**Source document:**
###
If you want to pass a set of mLSTM and dense weights that were dumped in an earlier run, create params as follows:

from jax_unirep.utils import load_params

params = load_params(folderpath="path/to/params/folder")

If you want to start from randomly initialized mLSTM and dense weights instead:

from jax_unirep.evotuning import init_fun
from jax.random import PRNGKey

_, params = init_fun(PRNGKey(0), input_shape=(-1, 10))

The weights used in the 10-dimensional embedding of the input sequences always default to the weights from the paper, since they do not get updated during evotuning.

End-to-end differentiable models

As a user, you might want to write custom "top models", such as a linear model on top of the reps, but might want to jointly optimize the UniRep weights with the top model reps. You're in luck!

We implemented the mLSTM layers in such a way that they are compatible with jax.experimental.stax. This means that they can easily be plugged into a stax.serial model, e.g. to train both the mLSTM and a top-model at once:

from jax.experimental import stax
from jax.experimental.stax import Dense, Relu

from jax_unirep.layers import mLSTM1900, mLSTM1900_AvgHidden

init_fun, apply_fun = stax.serial(
    mLSTM1900(),
    mLSTM1900_AvgHidden(),
    # Add two layers, one dense layer that results in 512-dim activations
    Dense(512), Relu(),
    # And then a linear layer to produce a 1-dim activation
    Dense(1)
)

Have a look at the documentation and examples for more information about how to implement a model in jax.

Sampling new protein sequences

When doing protein engineering, one core task is proposing new sequences to order by gene synthesis. jax-unirep provides a number of utility functions inside jax_unirep.sampler that help with this task.

Basic sampling

The key one to focus on is the sample_one_chain function.

This function takes in a starting sequence, and uses Monte Carlo sampling alongside the Metropolis-Hastings criteria to score and rank-order new sequences to try out. The usage pattern is as follows.

Firstly, you must have a scoring function defined that takes in a string sequence, and outputs a number. This can be, for example, in the form of a pre-trained machine learning model that you have created.

from jax_unirep import get_reps
model = SomeSKLearnModel()
model.fit(training_X, training_y)

def scoring_func(sequence: str):
    reps, _, _ = get_reps(sequence)
    return model.predict(reps)

Now, we can use MCMC sampling to propose new sequences.
###
**Recorded data:**
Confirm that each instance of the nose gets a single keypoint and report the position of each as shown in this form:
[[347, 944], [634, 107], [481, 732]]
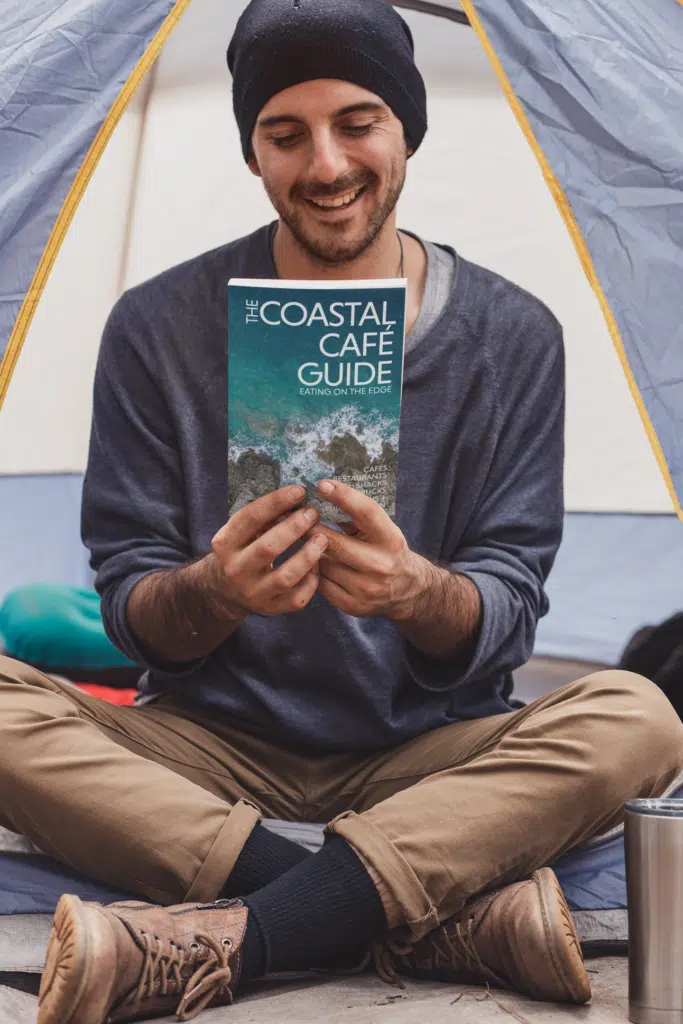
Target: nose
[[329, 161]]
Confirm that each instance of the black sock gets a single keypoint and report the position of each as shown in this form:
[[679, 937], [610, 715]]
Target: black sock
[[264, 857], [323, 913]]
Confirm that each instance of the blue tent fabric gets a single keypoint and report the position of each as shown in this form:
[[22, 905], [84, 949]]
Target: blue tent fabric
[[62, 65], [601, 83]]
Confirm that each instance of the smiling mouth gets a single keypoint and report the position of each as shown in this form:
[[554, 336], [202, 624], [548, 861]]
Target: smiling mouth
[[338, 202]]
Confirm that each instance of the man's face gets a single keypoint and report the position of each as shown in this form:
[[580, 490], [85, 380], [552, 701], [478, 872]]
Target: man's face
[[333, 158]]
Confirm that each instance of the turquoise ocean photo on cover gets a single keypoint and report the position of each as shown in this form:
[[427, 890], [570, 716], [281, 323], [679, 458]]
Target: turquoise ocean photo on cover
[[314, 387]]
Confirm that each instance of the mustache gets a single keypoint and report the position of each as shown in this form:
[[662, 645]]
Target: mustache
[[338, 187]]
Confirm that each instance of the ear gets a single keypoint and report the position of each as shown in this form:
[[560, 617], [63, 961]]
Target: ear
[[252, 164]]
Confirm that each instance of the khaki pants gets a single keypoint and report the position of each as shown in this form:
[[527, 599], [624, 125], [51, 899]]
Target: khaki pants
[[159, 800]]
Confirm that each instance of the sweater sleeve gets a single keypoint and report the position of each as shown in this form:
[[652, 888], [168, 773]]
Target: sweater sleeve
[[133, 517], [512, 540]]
###
**Exercise A:** According to the jax-unirep documentation, which function in jax_unirep.sampler is the key one to focus on for basic sampling?
**Exercise B:** Write the next part of the jax-unirep documentation, picking up after its final sentence.

**Task answer A:** sample_one_chain

**Task answer B:**
from jax_unirep import sample_one_chain
starter_seq = "MKLNEQLJLA"  # can be longer!
sampled_sequences = sample_one_chain(starter_seq, n_steps=10, scoring_func=scoring_func)
sampled_seqs_df = pd.DataFrame(sampled_sequences)

sampled_sequences is a dictionary that can be converted directly into a pandas.DataFrame. In there, every single sequence that was ever sampled is recorded, as well as its score (given by the scoring function) and whether it was accepted by the MCMC sampler or not. (All generated sequences are recorded, just in case there was something good that was rejected!)

Parallel sampling

If you want to do parallel sampling, you can use any library that does parallel processing. We're going to show you one example using Dask, which happens to be out favourite library for scalable Python!

Assuming you have a Dask client object instantiated:

client = Client(...)  # you'll have to configure this according to your own circumstances

starter_seq = "MKLNEQLJLA"  # can be longer!
chain_results_futures = []
for i in range(100):  # sample 100 independent chains
    chain_results_futures.append(
        # Submit tasks to workers
        client.submit(
            sample_one_chain,
            starter_seq,
            n_steps=10,
            scoring_func=scoring_func,
            pure=False  # this is important, esp. with random sampling methods
        )
    )
# Gather results from distributed workers
chain_results = client.gather(chain_results_futures)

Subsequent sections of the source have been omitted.